_Extract_
# How I can denox with urea,correctly?



## Mida (Jan 19, 2009)

Hi People...
I have purchased a kilogram of 99% urea on ebay.I'm new with this chemical substance and I dont know how to use it for the denox.I added some prills to gold solution in AR,expecting to see some effervescence,but nothing.The prills goes in solution,leaving only an oily trail.Can someone explain me the correct process?Thank you.


----------



## butcher (Jan 20, 2009)

prills may have a waxy shell, heat your solution, crushing prills helps also , careful adding urea they will foam solution, and boilover is possible. just add till no fizz ( adding to much is also an easy thing to do) and Ph>1.

Nitric has a tendancy to get to a certain concentration and want to boil foam out all at once (no matter which method you use).

I find evaporation solution works better to deNOx, and just using a little urea to test works better for me. DeNOxing Aqua regia is such an important part,that for me Urea is not the way to do it, its too easy to get it wrong, you may have better luck than I do with it? proper evaporation Is better if you ask me.


----------



## Harold_V (Jan 20, 2009)

butcher said:


> proper evaporation Is better if you ask me.


I evaporated all of my solutions. It makes no sense to me to add materials to values, especially when further processing may be required. Indications are that urea complicates the recovery of the platinum group of metals. I never could see the value in using urea. 

Harold


----------



## Mida (Jan 21, 2009)

I noticed that if the solution of urea is hot and I add it to nitric,I got some effervescence.If its cold,I got oly a white foam on th top of the liquid. If I leave the mixed solution of nitric and urea, to cool,I got white crystals.Is it normal for urea?I ask this because Ebay seller makea lot of frauds.....


----------



## butcher (Jan 22, 2009)

_Tasks for this exercise_
(A) Name every user who posts in the thread on denoxing with urea.
(B) Pick up the thread on denoxing with urea at its final line and write what comes next.

_Recorded data_
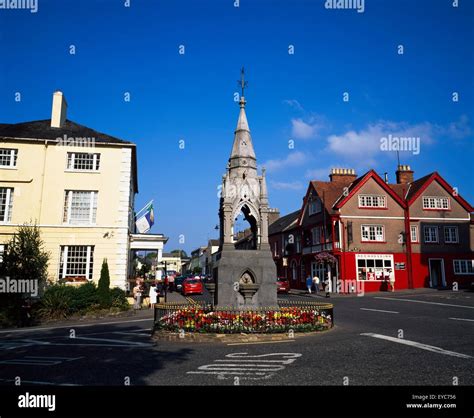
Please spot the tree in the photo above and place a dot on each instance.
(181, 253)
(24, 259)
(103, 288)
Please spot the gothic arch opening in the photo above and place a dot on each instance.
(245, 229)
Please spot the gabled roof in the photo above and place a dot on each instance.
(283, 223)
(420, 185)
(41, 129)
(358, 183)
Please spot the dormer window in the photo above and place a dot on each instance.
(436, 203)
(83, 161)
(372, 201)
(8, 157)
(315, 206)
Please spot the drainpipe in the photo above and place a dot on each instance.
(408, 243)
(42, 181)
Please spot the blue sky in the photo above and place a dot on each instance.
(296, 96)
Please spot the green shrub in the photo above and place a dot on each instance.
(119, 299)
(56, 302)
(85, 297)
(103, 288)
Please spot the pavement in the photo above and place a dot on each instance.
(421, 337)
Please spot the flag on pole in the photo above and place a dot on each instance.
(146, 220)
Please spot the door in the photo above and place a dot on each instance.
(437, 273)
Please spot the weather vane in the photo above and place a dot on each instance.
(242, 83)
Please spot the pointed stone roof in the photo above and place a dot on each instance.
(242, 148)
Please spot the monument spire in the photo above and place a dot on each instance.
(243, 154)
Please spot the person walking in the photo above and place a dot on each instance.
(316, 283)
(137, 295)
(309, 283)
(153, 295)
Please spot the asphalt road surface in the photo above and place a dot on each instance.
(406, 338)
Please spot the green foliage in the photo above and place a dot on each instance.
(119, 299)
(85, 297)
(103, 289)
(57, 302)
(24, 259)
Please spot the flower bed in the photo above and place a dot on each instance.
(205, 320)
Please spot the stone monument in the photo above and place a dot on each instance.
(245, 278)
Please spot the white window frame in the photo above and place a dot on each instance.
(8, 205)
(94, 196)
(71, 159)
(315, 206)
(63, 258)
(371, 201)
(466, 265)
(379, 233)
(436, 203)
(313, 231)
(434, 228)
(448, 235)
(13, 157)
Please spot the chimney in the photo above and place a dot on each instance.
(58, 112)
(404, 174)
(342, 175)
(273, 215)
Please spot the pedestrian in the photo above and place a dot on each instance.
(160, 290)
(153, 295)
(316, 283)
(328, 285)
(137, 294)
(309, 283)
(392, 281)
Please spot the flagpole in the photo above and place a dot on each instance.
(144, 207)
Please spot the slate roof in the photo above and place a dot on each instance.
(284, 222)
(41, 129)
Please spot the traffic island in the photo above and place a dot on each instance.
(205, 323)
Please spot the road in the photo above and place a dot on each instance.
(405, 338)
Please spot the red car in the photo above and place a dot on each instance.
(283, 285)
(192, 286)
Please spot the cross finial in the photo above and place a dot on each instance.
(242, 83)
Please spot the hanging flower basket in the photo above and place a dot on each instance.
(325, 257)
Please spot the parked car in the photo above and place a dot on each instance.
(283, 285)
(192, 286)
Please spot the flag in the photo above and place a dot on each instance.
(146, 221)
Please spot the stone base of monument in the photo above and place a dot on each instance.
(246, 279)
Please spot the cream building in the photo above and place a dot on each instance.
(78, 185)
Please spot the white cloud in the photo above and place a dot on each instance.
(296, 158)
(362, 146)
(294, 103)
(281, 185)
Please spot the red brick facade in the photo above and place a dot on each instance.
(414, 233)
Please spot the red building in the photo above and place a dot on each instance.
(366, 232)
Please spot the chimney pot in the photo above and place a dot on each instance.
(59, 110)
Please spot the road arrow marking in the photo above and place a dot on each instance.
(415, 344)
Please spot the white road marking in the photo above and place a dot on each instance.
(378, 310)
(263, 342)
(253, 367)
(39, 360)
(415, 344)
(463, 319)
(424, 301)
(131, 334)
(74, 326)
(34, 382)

_Answers to the tasks_
(A) Mida, butcher, Harold_V

(B)
sounds normal for urea, Urea is harder to work with than evaporation,it may take a little longer,but evaporation is more fool proof, Harold told us of a trick of using a little gold when evaporating to use up nitric in boiling solution this works real well.


----------



## Mida (Jan 22, 2009)

Using urea,what are the substance produced from the neutralization of the nitric acid in AR,chemically speaking?


----------



## butcher (Jan 23, 2009)

6HNO3 + 5CO(NH2)2 --->8N2 + 5CO2 + 13H20
Nitric acid + Urea ---> nitrogen + carbon dioxide + water
or 
HNO3 + (NH2)2CO --> HNCO + NH3 + HNO3
when heated looses ammonia
2HNO3 + CO N2 H4 ---> C2 H3 N2 O2 + NH3
nitrous acid and urea
2HNO2 + CON2H4---> CO2 + N2 + 2H2O
when heated looses ammonia and yields first biuret and then finally cyanuric acid
2CO(NH2)2 ---> C2 H3 O2 (biuret)+ NH3 (acetate)
3CO(Nh2)2 ---> C3H3O3N3 (cyanuric acid) ( White solid) + 3NH3
too much urea may precipitate urea or other salts and urea that can get complicated.
heres another
Au + HNO3 + 4HCL---> HAuCl4 +NO + H2O
or
HAuCl4 + (NH2)2CO + NO + 2H2O

I am only studying chemistry in my backyard on my own so my equations may not jive maybe ?

LOU Help needed can you explain this my head is spinning and I maybe barking up the wrong tree here??

like I said just evaporate, much more simple and works better, and you dont end up with all of these C's O's N's and XYZ's in your solutions :?


----------



## Lino1406 (Jan 25, 2009)

With NO2: N2 + CO2 (as mentionned)
with HNO3 : Urea nitrate adduct (the crystals you see
on solution top) (NH2)2CO.HNO3


----------



## EVO-AU (Jan 27, 2009)

Harold: 

I just saw a post of yours in regards to evaporation. Tell me, if you don't mind, how much solution did you do at a time and disragarding type of flame, distance of flame to dish, etc. how long a time did the evaporation take ? I know this is a wide question, but any information from a source such as your experience would give me a tangent with which to proceed. 

Appreciate, Phill


----------



## Harold_V (Jan 28, 2009)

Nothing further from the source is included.